Written exercise A ->
Answer these three questions from the newsletter on practice, one answer per line:
(i) What Rubik's Cube record time does it give?
(ii) What is the name of the Krav Maga instructor?
(iii) What read time does it list?

Supplied text ->
▽

The art of doing the same thing over and over again.
Before we get into today’s topic, here are a few life updates:
Finished three more books this month—Gifted & Talented, Dark Matter, and The Secret of Secrets (the latter of the three is Dan Brown’s latest installment of the Robert Langdon series, probably my favorite series of all time)
Went to my first Renaissance Faire (picture of me feasting on a turkey leg at the Ren Faire featured at the end 🍗)
Beat my office’s Rubik’s Cube record (0:58.79 🏁)
Also, I wanted to plug my two latest projects again, which have changed my life for the better:
![]() Lexica is a daily vocabulary agent that sends you a word-of-the-day text every morning. My reading comprehension, writing abilities, and overall communication have never been better. | ![]() Market Pulse is an impressive data aggregation system that simplifies the stock market and gives you the most important updates. If you’re an active investor, this is one of the best investments you can make. |
Okay, enough of the shameless plugs. Let’s talk about practice.
Read time: 3 minutes
Last week, my Krav Maga instructor, Gus, asked me a strange question.
“When you play chess or poker, do you think about your next move?”
Of course I think about the next move, that’s how games of strategy are played.
But he followed up with this:
“Do you really think about the next move? Or do you just know?”
That got me thinking.
How often am I strategically thinking—using my math and probability skills, reading social cues, etc.—and how often am I just going with my gut feeling?

△

Extracted records ->
▽

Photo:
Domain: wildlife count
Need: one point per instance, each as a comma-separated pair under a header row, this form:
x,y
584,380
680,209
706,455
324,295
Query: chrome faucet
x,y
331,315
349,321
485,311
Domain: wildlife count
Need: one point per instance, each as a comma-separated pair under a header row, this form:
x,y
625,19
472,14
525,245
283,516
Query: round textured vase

△

Written exercise B -> Rewrite all the records, substituting "object count" for each "wildlife count" and leaving everything else unchanged.

Problem solution A ->
(i) 0:58.79
(ii) Gus
(iii) 3 minutes

Problem solution B ->
Photo:
Domain: object count
Need: one point per instance, each as a comma-separated pair under a header row, this form:
x,y
584,380
680,209
706,455
324,295
Query: chrome faucet
x,y
331,315
349,321
485,311
Domain: object count
Need: one point per instance, each as a comma-separated pair under a header row, this form:
x,y
625,19
472,14
525,245
283,516
Query: round textured vase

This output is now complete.